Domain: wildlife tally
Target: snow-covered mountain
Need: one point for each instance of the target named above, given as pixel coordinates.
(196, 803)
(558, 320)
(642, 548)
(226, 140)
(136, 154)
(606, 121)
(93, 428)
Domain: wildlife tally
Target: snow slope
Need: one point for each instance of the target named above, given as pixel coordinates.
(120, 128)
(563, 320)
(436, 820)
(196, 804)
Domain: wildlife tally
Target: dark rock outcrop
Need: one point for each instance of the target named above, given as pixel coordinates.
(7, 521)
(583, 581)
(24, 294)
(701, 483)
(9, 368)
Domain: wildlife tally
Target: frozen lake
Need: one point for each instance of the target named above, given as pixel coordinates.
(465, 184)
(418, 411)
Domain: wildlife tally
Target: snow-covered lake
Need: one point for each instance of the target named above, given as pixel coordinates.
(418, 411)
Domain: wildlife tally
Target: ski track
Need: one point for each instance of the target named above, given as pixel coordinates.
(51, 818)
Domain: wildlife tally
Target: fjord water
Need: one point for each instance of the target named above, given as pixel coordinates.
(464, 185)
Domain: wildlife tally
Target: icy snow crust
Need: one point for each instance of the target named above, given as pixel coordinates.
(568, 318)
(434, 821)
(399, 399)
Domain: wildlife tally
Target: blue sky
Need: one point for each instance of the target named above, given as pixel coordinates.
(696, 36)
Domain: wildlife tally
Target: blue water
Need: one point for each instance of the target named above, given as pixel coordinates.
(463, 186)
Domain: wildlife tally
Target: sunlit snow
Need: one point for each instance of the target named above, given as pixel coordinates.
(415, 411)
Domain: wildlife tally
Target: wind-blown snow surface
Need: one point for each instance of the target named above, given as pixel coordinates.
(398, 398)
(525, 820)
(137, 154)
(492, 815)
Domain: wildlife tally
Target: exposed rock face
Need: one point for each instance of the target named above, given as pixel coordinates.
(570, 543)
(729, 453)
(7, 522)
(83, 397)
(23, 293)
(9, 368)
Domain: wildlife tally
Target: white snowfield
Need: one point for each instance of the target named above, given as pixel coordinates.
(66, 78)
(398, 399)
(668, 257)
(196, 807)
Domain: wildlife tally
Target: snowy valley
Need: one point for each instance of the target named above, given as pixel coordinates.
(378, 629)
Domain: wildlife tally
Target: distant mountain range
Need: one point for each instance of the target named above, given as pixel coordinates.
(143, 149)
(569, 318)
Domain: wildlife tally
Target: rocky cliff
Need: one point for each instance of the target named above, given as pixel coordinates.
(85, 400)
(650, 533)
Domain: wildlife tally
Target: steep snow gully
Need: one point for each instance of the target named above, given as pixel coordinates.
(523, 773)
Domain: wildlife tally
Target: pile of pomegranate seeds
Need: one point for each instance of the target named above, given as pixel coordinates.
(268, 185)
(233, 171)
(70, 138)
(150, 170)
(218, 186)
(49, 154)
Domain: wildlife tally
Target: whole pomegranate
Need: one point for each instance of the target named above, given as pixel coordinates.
::::
§ DIRECTIVE
Set down the listing above in full, please, exactly as it appears.

§ EXERCISE RESPONSE
Domain: wildlife tally
Target: snow-covered mountain
Need: one point for each instance of the target named above, given as pixel coordinates.
(196, 803)
(558, 320)
(642, 548)
(226, 140)
(136, 154)
(606, 121)
(93, 428)
Domain: wildlife tally
Target: snow slope
Need: one point for each instance of the target named above, given as pixel coordinates.
(120, 128)
(563, 320)
(436, 820)
(196, 804)
Domain: wildlife tally
Target: dark rock outcrop
Need: one point for each instance of the target named above, given as pixel coordinates.
(7, 521)
(583, 581)
(24, 294)
(701, 483)
(9, 368)
Domain: wildlife tally
Target: frozen lake
Need: one point for each instance of the target named above, given as pixel coordinates.
(465, 184)
(418, 411)
Domain: wildlife tally
Target: snow-covered lake
Need: one point for each instance of the target named above, given as pixel coordinates.
(418, 411)
Domain: wildlife tally
Target: ski track
Need: one point for each instance of the target named above, given as pixel coordinates.
(51, 818)
Domain: wildlife tally
Target: fjord water
Need: one point for each instance of the target named above, given as pixel coordinates.
(464, 185)
Domain: wildlife tally
Target: icy snow crust
Need: one point for each instance of the target named above, given as pixel coordinates.
(568, 318)
(434, 821)
(399, 399)
Domain: wildlife tally
Target: blue sky
Need: one point for each instance of the target named above, given as pixel coordinates.
(696, 36)
Domain: wildlife tally
Target: blue water
Need: one point for each instance of the target named above, given as pixel coordinates.
(463, 186)
Domain: wildlife tally
Target: sunlit snow
Need: one point for each instance of the target named above, given as pixel coordinates.
(415, 411)
Domain: wildlife tally
Target: wind-blown snow surface
Need: one point for each instance of the target named above, given as pixel coordinates.
(398, 398)
(525, 820)
(137, 154)
(492, 815)
Domain: wildlife tally
Target: exposed rock face
Need: one point for each instance of the target named above, given as pixel coordinates.
(570, 543)
(729, 453)
(7, 522)
(83, 397)
(23, 293)
(9, 368)
Domain: wildlife tally
Target: white snowfield
Need: one point for each instance of the target named above, given as pixel coordinates.
(66, 78)
(398, 399)
(668, 257)
(196, 807)
Domain: wildlife tally
Target: snowy valley
Need: one point for each instance of the target named above, given as pixel coordinates.
(378, 629)
Domain: wildlife tally
Target: distant mountain range
Need: one point for each instance of the target named above, given as pixel coordinates.
(143, 149)
(569, 318)
Domain: wildlife tally
Target: rocky cliff
Need: one point for each instance of the target named above, given as pixel coordinates.
(85, 400)
(650, 533)
Domain: wildlife tally
Target: steep snow gully
Need: one point for each instance of the target named above, given as pixel coordinates.
(523, 773)
Domain: wildlife tally
Target: pile of pomegranate seeds
Need: one point for each instance of the target named above, given as pixel coordinates.
(268, 185)
(233, 171)
(70, 138)
(150, 170)
(218, 186)
(49, 154)
Domain: wildlife tally
Target: whole pomegranate
Need: one point for each instance of the target named above, given as pixel coordinates.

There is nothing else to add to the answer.